■ STATED EXERCISE ■
Count the lines of the entries that contain the string "provide", treating uppercase and lowercase letters as different, and give only the number.

■ DATA FOR THIS EXERCISE ■
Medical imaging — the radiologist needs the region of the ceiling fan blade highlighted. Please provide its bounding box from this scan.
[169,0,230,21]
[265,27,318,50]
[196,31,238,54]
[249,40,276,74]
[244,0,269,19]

■ EXERCISE ANSWER ■
1